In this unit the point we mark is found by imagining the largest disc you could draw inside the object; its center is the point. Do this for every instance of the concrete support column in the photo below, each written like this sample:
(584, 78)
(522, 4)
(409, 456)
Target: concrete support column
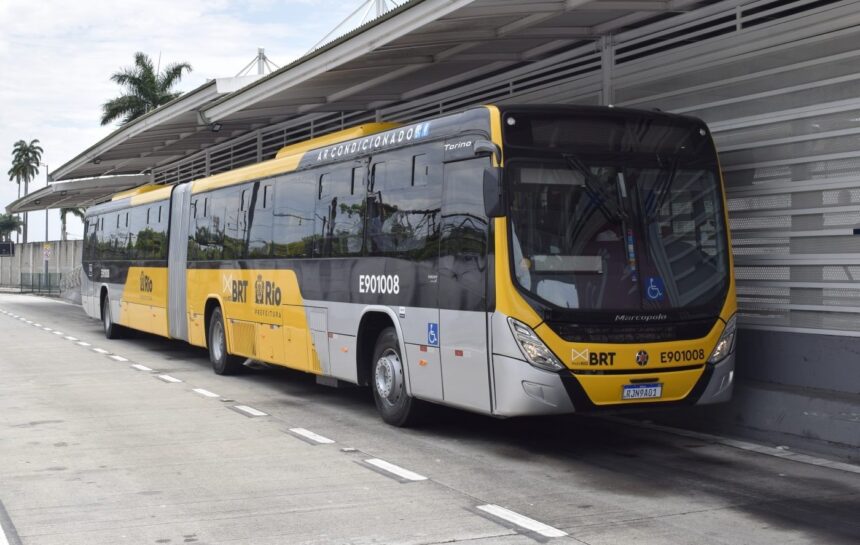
(607, 65)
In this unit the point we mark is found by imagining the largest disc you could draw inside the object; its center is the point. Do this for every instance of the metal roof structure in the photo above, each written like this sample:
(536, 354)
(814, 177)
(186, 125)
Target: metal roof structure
(74, 194)
(419, 50)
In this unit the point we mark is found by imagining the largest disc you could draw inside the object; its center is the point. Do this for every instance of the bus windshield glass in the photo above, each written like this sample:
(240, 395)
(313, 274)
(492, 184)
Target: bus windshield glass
(616, 214)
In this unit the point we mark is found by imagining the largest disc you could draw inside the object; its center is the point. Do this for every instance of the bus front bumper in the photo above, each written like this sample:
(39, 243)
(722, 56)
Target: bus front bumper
(521, 389)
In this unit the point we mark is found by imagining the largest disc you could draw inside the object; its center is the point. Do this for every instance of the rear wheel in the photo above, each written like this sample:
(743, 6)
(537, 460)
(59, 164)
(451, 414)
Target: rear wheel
(389, 384)
(112, 330)
(222, 362)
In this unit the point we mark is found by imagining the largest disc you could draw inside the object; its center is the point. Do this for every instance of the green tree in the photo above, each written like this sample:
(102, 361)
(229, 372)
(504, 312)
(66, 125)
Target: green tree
(26, 159)
(144, 89)
(9, 224)
(79, 212)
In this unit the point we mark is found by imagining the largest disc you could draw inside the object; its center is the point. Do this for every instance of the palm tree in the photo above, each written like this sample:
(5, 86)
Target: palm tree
(8, 225)
(26, 159)
(79, 212)
(145, 89)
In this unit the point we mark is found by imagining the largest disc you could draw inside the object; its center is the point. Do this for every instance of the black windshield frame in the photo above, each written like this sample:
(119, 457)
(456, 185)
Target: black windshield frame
(669, 159)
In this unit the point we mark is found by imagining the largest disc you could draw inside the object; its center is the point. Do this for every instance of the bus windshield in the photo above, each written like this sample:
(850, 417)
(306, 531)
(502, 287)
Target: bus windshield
(634, 223)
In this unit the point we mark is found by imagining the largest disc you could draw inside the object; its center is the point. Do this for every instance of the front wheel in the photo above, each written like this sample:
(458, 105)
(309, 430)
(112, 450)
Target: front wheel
(389, 385)
(222, 362)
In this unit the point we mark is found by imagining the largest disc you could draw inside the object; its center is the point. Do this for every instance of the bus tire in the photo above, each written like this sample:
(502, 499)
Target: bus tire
(388, 382)
(222, 362)
(111, 328)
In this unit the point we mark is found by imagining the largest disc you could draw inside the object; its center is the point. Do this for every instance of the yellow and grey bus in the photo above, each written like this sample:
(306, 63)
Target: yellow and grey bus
(510, 260)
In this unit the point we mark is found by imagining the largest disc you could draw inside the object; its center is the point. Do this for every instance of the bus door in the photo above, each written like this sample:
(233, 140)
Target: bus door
(177, 305)
(463, 269)
(403, 224)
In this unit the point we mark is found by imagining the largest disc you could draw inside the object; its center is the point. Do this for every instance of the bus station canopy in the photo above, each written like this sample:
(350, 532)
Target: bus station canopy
(420, 49)
(75, 194)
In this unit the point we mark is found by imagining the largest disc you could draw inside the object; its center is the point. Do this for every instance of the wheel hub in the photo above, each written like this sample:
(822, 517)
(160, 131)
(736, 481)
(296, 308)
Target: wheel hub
(217, 340)
(389, 376)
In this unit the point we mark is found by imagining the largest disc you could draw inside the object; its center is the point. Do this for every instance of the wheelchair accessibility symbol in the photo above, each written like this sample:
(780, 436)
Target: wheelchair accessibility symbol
(656, 289)
(433, 334)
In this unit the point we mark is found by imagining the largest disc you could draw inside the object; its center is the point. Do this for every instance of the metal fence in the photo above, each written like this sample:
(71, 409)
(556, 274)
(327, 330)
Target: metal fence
(41, 283)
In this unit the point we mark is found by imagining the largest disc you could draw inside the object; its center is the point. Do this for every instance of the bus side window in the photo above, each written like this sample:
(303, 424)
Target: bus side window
(420, 170)
(339, 223)
(233, 228)
(403, 217)
(295, 196)
(260, 222)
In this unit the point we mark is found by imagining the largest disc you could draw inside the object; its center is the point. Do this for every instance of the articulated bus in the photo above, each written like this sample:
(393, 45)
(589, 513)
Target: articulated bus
(510, 260)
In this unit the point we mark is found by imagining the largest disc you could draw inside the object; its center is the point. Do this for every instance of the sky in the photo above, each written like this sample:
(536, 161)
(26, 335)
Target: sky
(56, 59)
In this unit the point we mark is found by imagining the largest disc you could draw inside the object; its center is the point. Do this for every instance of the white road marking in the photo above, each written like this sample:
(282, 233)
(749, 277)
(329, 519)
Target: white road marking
(522, 521)
(249, 410)
(205, 393)
(395, 470)
(312, 436)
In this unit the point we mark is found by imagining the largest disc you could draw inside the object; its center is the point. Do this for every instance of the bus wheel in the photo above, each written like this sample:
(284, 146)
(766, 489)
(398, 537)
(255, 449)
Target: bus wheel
(222, 362)
(112, 330)
(389, 388)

================

Exactly reproduce the lines beginning with the one that contains "of the articulated" and ending with the last line of the material, both included. Leave out everything else.

Result of this exercise:
In this unit the point we mark is found by imagining the largest disc you could draw inside the object; its center is the point. Do this for every instance of the articulated bus in the photo above, each written like this sample:
(393, 45)
(589, 513)
Target: articulated bus
(510, 260)
In this unit the point we mark is found by imagining the largest disc you could draw inside the object; its center is the point. Do this for every instance of the sky in the photo above, each written like this sample:
(536, 161)
(26, 335)
Target: sky
(56, 59)
In this unit the point we mark is found by imagining the largest disc you could draw inside the object; its center is the point. Do this for every instance of the white road marking in the photo above, each written like this sample:
(282, 233)
(749, 277)
(329, 519)
Target: white road marking
(522, 521)
(249, 410)
(205, 393)
(395, 470)
(312, 436)
In this unit the point we mark is found by imagining the largest disc you could draw inside the object; its center is the point. Do this for every instance of the bus wheel in the photo above, each written like this sample:
(284, 146)
(766, 489)
(398, 537)
(255, 449)
Target: bus wheel
(222, 362)
(112, 330)
(389, 388)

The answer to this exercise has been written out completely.